§ **WHAT YOU WILL DO**:
• a. In the essay on the physical toll of food delivery, how many times a day must a rider swap her e-bike battery at minimum?
• b. Continue the essay on the physical toll of food delivery, writing what would follow its final sentence.

This is the fourth essay in my series on Delivering Food: The World of a Female Rider by Wang Wan.
One of the most harrowing parts of Wang Wan’s nonfiction account is how delivery work physically changes her body. In sections such as “The Physical Toll,” “A Worn-Out Body,” and “Illness and the Future,” she writes about wrist pain, numb legs, irregular menstrual cycles, and chronic headaches.
I had never realized how relentlessly physical food delivery is. Even with an e-bike, the job becomes an ordeal when charging the battery. Some charging cabinets are mounted high. A battery weighs at least twenty pounds; some exceed forty. To lift one over her head and place it into a narrow metal compartment makes her whole body tremble. And this must be done at least four times a day. Three swaps are not enough—too few, and the battery may die mid-route.
In remote areas, charging stations can be kilometers apart. Once, when her battery ran out in the middle of a delivery, she rented a shared bicycle, loaded the heavy battery into the front basket, and pedaled through mud, ditches, and broken roads. The bike swayed under the weight. Her legs soon weakened. By the time she reached a charging station, she collapsed on the ground, having missed the lucrative lunch rush.
Then there are the so-called “big orders.” High pay often means high strain. Once she had to carry two 10-liter bottles of water to a third-floor apartment. She dared not ask the customer for help, fearing a complaint. She carried one halfway, set it down, went back for the other, and climbed again. Only after finishing did she notice her body—arms and legs trembling uncontrollably.
Food delivery is not only time pressure and algorithmic control; it is sustained bodily wear. Trembling muscles, strained joints, and collapse become routine.

Items from a dataset:
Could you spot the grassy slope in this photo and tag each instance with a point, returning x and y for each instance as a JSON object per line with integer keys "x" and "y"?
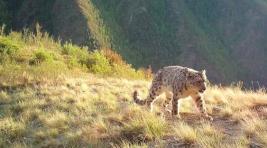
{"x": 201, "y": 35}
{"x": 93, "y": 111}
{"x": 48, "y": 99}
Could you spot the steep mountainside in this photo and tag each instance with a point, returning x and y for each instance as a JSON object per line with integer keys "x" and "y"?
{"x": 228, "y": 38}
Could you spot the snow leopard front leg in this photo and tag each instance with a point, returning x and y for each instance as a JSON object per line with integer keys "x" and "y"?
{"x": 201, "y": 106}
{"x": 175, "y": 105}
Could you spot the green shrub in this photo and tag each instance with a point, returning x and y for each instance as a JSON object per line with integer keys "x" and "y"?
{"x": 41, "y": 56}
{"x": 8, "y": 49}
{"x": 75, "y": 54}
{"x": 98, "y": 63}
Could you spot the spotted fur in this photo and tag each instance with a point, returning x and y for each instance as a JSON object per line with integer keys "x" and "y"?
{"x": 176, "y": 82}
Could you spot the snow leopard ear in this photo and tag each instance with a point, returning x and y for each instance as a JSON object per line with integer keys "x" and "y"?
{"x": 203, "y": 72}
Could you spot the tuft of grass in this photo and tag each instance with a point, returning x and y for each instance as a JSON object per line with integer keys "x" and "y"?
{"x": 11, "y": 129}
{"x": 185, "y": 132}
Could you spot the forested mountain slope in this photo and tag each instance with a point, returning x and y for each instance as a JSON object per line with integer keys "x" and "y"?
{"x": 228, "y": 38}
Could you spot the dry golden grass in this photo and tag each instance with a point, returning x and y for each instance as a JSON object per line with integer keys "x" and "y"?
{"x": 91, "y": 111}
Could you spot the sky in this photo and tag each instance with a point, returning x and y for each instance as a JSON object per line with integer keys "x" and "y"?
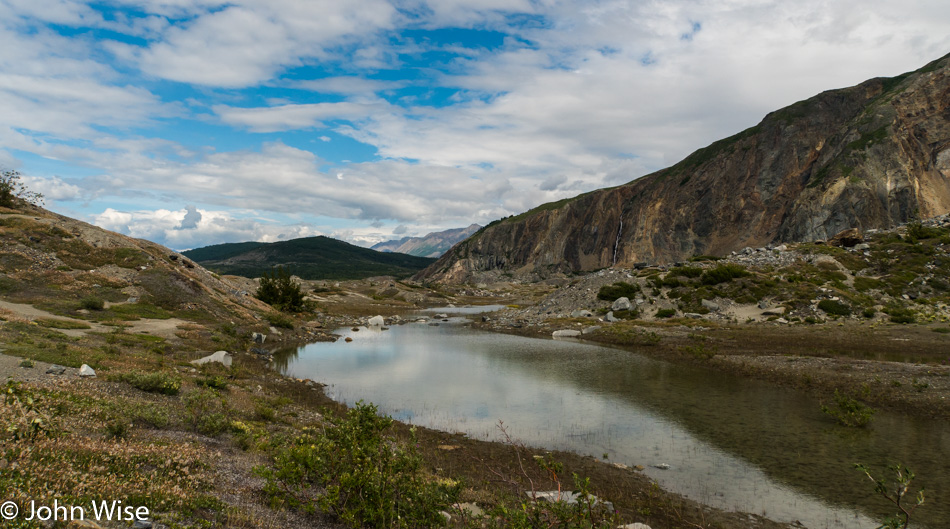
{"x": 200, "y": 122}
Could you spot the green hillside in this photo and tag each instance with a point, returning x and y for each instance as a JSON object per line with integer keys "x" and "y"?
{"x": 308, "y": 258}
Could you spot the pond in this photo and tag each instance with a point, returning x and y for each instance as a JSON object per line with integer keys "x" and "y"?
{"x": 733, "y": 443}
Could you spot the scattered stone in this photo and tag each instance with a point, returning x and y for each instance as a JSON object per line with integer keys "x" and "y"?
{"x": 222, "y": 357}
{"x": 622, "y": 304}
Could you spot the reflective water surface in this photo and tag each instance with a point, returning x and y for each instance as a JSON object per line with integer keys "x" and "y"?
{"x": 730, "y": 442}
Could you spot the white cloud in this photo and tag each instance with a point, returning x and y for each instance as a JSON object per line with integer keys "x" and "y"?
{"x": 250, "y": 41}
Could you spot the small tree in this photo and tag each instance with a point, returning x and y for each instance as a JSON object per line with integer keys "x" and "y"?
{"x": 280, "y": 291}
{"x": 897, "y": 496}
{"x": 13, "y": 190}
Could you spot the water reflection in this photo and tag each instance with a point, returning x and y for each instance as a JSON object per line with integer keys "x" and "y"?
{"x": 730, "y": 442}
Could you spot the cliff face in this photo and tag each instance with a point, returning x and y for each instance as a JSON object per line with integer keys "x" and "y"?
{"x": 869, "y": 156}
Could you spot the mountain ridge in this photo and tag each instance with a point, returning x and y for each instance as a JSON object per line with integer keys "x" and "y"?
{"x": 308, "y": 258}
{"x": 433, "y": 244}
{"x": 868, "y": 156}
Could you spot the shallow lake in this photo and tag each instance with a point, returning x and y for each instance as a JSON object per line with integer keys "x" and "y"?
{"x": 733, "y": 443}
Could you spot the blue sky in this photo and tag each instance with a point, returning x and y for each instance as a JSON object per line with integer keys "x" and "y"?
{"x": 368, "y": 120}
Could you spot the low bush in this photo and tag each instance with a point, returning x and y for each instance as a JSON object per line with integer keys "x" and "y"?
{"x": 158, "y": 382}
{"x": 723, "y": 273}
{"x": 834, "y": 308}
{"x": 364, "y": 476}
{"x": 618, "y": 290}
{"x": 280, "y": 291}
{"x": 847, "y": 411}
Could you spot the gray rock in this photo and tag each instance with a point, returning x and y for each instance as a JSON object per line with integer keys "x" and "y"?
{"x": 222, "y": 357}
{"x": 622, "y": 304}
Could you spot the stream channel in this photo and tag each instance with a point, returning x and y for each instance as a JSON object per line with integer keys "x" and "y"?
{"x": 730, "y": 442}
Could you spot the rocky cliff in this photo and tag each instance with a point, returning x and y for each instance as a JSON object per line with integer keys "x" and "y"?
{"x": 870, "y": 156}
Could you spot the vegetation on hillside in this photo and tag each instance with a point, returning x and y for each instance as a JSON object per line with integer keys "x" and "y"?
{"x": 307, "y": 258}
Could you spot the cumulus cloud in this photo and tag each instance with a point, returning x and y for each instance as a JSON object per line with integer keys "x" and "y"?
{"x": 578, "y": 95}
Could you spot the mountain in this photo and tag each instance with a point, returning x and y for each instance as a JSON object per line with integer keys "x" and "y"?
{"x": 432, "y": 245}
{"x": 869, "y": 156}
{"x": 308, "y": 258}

§ **ANSWERS PROVIDED**:
• a. At least four times a day.

• b.
She rides over 200 kilometers a day. Every delay—a red light, a distracted pedestrian, sudden traffic control—translates into potential income loss. Anger becomes automatic. Since becoming a rider, she says she feels angry almost every day. The anger dulls her mind. It spreads into her body: breast pain, first on one side, then both. Her once regular menstrual cycle becomes irregular, arriving every two months instead of monthly.
What we see is a chain reaction: algorithmic time pressure produces emotional volatility; emotional stress produces physiological disruption. Sustained cortisol reshapes hormonal rhythms. Menstruation—normally a symbol of biological regularity and stability—loses its rhythm. The platform system replaces bodily time with algorithmic time.
The algorithm disciplines her without yelling. It disciplines through time. And time pressure enlarges the meaning of ordinary friction (traffic lights, pedestrians), turning her into road rage easily.
Wang Wan’s story is not exceptional. Across China—and even across the world—millions of migrant workers labor under algorithmic management. The system optimizes efficiency, but the optimization is extracted from human flesh and bone.
When rhythm disappears from a worker’s body, we are no longer talking about productivity. There's no dignity of labor to talk about. The question is how much biological stability we have to sacrifice under the management of algorithm.